What you are asked to do:
Rewrite the rows below, changing each "Give the mask of the" to "Return the outline of the" and leaving everything else untouched.

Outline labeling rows

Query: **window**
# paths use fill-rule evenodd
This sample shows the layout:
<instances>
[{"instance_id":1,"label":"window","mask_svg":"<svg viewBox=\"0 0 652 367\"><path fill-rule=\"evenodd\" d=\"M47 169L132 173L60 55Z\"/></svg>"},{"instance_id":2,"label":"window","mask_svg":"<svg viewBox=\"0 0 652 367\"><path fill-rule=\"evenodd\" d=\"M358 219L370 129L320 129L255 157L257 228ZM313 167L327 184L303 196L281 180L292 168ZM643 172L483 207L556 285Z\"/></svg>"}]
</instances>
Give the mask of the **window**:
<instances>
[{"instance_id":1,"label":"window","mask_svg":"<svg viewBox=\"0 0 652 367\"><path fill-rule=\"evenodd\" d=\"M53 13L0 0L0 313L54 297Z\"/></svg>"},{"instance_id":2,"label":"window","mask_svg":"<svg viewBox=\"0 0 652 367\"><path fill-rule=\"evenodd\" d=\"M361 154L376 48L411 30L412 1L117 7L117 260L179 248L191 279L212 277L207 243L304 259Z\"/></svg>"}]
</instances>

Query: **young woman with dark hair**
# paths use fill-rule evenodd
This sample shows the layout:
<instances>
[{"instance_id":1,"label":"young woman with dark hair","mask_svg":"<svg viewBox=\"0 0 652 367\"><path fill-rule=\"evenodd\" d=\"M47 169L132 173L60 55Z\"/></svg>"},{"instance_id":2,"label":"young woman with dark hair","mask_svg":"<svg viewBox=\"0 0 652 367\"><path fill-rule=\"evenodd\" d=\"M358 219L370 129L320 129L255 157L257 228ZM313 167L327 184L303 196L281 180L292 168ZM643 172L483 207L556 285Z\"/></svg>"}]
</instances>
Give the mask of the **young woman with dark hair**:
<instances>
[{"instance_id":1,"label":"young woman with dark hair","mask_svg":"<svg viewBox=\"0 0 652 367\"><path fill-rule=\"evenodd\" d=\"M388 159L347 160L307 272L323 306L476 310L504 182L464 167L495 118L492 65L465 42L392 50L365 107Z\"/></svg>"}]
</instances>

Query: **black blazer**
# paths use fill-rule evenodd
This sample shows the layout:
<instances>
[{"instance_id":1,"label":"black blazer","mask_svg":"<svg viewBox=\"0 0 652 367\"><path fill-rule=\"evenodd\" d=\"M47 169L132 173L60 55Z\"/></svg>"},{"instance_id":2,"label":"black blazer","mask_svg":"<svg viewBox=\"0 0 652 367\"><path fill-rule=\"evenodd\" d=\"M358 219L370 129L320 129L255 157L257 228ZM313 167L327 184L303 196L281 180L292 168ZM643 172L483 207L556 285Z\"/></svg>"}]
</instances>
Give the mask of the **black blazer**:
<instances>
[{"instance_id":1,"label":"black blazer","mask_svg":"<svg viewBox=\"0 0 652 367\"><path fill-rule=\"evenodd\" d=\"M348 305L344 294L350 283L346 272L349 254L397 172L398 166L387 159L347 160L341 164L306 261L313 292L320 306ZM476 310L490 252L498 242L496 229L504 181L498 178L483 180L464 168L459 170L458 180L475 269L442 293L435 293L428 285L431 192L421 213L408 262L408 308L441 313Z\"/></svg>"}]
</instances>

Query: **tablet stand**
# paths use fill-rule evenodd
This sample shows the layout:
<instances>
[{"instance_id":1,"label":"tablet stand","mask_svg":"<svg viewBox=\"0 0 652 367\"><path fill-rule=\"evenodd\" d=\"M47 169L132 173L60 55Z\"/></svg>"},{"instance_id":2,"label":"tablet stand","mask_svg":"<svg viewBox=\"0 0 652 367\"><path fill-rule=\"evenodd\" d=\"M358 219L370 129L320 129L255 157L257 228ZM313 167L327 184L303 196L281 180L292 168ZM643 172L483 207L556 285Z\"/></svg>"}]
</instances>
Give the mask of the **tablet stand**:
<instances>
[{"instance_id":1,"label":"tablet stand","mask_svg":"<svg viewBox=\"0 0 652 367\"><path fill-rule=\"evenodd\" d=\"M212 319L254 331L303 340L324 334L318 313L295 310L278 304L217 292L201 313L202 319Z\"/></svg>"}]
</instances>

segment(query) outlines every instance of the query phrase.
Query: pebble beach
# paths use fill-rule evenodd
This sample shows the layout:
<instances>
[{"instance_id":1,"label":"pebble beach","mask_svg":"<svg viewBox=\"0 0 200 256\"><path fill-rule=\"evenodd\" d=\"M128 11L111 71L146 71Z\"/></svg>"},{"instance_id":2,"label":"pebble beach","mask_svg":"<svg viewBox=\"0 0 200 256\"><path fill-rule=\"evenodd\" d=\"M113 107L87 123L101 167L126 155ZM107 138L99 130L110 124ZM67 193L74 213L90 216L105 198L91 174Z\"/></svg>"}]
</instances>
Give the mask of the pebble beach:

Correct output:
Query: **window**
# paths use fill-rule evenodd
This sample shows the layout:
<instances>
[{"instance_id":1,"label":"window","mask_svg":"<svg viewBox=\"0 0 652 367\"><path fill-rule=\"evenodd\" d=\"M47 169L132 173L60 55Z\"/></svg>"},{"instance_id":2,"label":"window","mask_svg":"<svg viewBox=\"0 0 652 367\"><path fill-rule=\"evenodd\" d=\"M358 219L370 129L320 129L255 157L257 228ZM313 167L327 184L303 196L281 180L292 168ZM643 172L483 207L556 285Z\"/></svg>"}]
</instances>
Return the outline of the **window**:
<instances>
[{"instance_id":1,"label":"window","mask_svg":"<svg viewBox=\"0 0 652 367\"><path fill-rule=\"evenodd\" d=\"M53 13L0 0L0 313L54 297Z\"/></svg>"},{"instance_id":2,"label":"window","mask_svg":"<svg viewBox=\"0 0 652 367\"><path fill-rule=\"evenodd\" d=\"M361 154L376 48L411 30L412 1L117 7L117 260L179 248L191 279L212 277L207 243L304 259Z\"/></svg>"}]
</instances>

Query: **young woman with dark hair**
# paths use fill-rule evenodd
This sample shows the layout:
<instances>
[{"instance_id":1,"label":"young woman with dark hair","mask_svg":"<svg viewBox=\"0 0 652 367\"><path fill-rule=\"evenodd\" d=\"M47 169L132 173L60 55Z\"/></svg>"},{"instance_id":2,"label":"young woman with dark hair","mask_svg":"<svg viewBox=\"0 0 652 367\"><path fill-rule=\"evenodd\" d=\"M358 219L370 129L320 129L255 157L257 228ZM313 167L327 184L303 196L281 180L292 168ZM643 172L483 207L556 285Z\"/></svg>"}]
</instances>
Return the outline of the **young woman with dark hair**:
<instances>
[{"instance_id":1,"label":"young woman with dark hair","mask_svg":"<svg viewBox=\"0 0 652 367\"><path fill-rule=\"evenodd\" d=\"M388 159L347 160L307 272L323 306L476 310L504 182L464 167L495 118L492 65L465 42L392 50L365 107Z\"/></svg>"}]
</instances>

Query: **black blazer**
# paths use fill-rule evenodd
This sample shows the layout:
<instances>
[{"instance_id":1,"label":"black blazer","mask_svg":"<svg viewBox=\"0 0 652 367\"><path fill-rule=\"evenodd\" d=\"M47 169L132 173L60 55Z\"/></svg>"},{"instance_id":2,"label":"black blazer","mask_svg":"<svg viewBox=\"0 0 652 367\"><path fill-rule=\"evenodd\" d=\"M358 219L370 129L320 129L255 157L257 228ZM313 167L327 184L303 196L281 180L292 168ZM643 172L483 207L556 285Z\"/></svg>"}]
</instances>
Return the outline of the **black blazer**:
<instances>
[{"instance_id":1,"label":"black blazer","mask_svg":"<svg viewBox=\"0 0 652 367\"><path fill-rule=\"evenodd\" d=\"M348 305L344 294L350 283L346 272L349 254L397 172L398 166L387 159L347 160L341 164L306 261L313 292L320 306ZM476 310L490 252L498 242L496 229L504 181L498 178L483 180L464 168L459 170L458 180L475 269L442 293L435 293L428 285L431 192L421 213L408 262L408 308L441 313Z\"/></svg>"}]
</instances>

Query: **tablet stand**
# paths use fill-rule evenodd
This sample shows the layout:
<instances>
[{"instance_id":1,"label":"tablet stand","mask_svg":"<svg viewBox=\"0 0 652 367\"><path fill-rule=\"evenodd\" d=\"M47 169L132 173L60 55Z\"/></svg>"},{"instance_id":2,"label":"tablet stand","mask_svg":"<svg viewBox=\"0 0 652 367\"><path fill-rule=\"evenodd\" d=\"M358 219L370 129L320 129L255 157L257 228ZM313 167L327 184L303 196L281 180L292 168ZM643 172L483 207L556 285Z\"/></svg>"}]
</instances>
Return the outline of the **tablet stand**:
<instances>
[{"instance_id":1,"label":"tablet stand","mask_svg":"<svg viewBox=\"0 0 652 367\"><path fill-rule=\"evenodd\" d=\"M212 319L254 331L303 340L324 334L318 313L295 310L278 304L217 292L201 313L202 319Z\"/></svg>"}]
</instances>

segment(query) outlines every instance of the query phrase.
Query: pebble beach
# paths use fill-rule evenodd
This sample shows the layout:
<instances>
[{"instance_id":1,"label":"pebble beach","mask_svg":"<svg viewBox=\"0 0 200 256\"><path fill-rule=\"evenodd\" d=\"M128 11L111 71L146 71Z\"/></svg>"},{"instance_id":2,"label":"pebble beach","mask_svg":"<svg viewBox=\"0 0 200 256\"><path fill-rule=\"evenodd\" d=\"M113 107L87 123L101 167L126 155ZM107 138L99 130L110 124ZM67 193L74 213L90 216L105 198L91 174Z\"/></svg>"}]
</instances>
Return the outline of the pebble beach:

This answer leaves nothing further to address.